» **Task statement**:
Render the data as a numbered list, starting at its first line and ending with the line that contains "left=358, top=85, right=389, bottom=89". Omit blank lines.

» **Listed entries**:
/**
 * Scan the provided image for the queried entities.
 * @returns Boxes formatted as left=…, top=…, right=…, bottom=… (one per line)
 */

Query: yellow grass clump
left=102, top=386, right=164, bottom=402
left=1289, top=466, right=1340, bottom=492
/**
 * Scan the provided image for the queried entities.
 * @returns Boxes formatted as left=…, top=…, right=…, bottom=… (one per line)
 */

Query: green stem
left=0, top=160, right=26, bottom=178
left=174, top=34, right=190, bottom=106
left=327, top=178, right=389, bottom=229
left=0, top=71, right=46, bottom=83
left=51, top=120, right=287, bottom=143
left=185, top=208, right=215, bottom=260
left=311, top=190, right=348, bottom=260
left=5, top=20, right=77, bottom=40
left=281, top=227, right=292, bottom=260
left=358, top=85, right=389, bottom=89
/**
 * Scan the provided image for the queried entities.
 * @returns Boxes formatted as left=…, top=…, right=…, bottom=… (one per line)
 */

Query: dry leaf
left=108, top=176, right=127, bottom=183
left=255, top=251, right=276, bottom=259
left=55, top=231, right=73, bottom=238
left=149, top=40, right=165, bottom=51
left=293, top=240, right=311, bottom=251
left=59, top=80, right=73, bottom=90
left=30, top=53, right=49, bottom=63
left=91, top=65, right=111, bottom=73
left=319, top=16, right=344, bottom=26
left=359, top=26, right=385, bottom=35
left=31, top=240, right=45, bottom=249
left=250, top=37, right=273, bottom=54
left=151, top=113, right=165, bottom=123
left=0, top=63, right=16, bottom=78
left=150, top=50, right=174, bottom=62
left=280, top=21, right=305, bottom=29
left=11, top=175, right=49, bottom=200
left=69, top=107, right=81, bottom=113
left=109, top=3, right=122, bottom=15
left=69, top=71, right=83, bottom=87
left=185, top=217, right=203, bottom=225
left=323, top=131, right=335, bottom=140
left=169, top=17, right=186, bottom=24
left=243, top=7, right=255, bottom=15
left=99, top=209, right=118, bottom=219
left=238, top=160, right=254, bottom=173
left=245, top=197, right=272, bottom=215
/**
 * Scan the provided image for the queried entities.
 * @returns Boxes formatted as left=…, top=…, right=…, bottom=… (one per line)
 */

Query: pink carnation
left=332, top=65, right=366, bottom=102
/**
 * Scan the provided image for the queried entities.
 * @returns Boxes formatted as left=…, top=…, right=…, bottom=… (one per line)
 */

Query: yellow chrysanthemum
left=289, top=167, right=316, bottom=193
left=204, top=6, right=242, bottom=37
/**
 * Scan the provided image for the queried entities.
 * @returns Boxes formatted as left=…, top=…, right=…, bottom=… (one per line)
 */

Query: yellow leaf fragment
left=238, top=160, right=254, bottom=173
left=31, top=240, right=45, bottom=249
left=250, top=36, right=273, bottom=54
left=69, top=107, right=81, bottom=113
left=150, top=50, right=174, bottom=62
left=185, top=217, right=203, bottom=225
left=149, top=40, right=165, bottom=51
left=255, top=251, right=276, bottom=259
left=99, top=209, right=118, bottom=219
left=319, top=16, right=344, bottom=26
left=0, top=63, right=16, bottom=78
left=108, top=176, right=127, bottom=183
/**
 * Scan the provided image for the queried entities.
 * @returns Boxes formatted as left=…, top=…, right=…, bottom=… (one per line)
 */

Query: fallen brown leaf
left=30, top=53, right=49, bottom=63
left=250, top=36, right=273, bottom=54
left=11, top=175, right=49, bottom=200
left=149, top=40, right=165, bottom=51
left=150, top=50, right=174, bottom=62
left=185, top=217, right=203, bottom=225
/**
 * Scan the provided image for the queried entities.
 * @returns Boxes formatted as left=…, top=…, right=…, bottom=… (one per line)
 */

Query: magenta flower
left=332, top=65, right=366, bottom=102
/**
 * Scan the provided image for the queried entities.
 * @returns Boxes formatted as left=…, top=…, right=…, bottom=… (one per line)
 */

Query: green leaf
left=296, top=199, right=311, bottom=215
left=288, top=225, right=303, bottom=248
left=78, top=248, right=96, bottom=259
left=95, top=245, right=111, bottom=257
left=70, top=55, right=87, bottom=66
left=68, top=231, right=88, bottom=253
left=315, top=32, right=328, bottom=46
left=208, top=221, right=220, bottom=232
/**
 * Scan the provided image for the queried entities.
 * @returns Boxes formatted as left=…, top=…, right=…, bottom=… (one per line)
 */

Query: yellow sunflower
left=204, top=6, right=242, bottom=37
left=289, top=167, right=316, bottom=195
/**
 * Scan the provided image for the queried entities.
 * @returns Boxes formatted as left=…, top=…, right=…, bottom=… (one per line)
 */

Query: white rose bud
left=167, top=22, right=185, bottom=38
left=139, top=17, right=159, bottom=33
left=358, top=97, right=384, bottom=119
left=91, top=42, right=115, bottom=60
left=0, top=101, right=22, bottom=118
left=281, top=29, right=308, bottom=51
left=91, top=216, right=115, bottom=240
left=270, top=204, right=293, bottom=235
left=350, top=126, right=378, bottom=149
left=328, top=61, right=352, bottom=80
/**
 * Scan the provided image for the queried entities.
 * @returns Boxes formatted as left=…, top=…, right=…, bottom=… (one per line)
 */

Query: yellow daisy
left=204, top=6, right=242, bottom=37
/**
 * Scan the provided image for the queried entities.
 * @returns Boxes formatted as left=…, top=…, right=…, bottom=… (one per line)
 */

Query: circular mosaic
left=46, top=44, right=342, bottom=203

» **Worked solution**:
1. /**
2.  * Scan the provided image for the queried entities.
3.  * @returns Boxes formatted as left=…, top=…, right=…, bottom=… (one per line)
4.  */
5. Query: yellow grass clump
6. left=102, top=386, right=164, bottom=402
7. left=1289, top=466, right=1340, bottom=492
8. /**
9.  * Scan the provided image for the queried entities.
10.  * @returns Boxes formatted as left=…, top=…, right=…, bottom=… (one per line)
11.  */
12. Query: green stem
13. left=0, top=160, right=26, bottom=178
14. left=174, top=34, right=190, bottom=106
15. left=327, top=178, right=389, bottom=229
16. left=0, top=71, right=46, bottom=83
17. left=51, top=120, right=287, bottom=143
18. left=185, top=208, right=215, bottom=260
19. left=311, top=190, right=348, bottom=260
20. left=5, top=20, right=77, bottom=40
21. left=281, top=227, right=292, bottom=260
22. left=358, top=85, right=389, bottom=89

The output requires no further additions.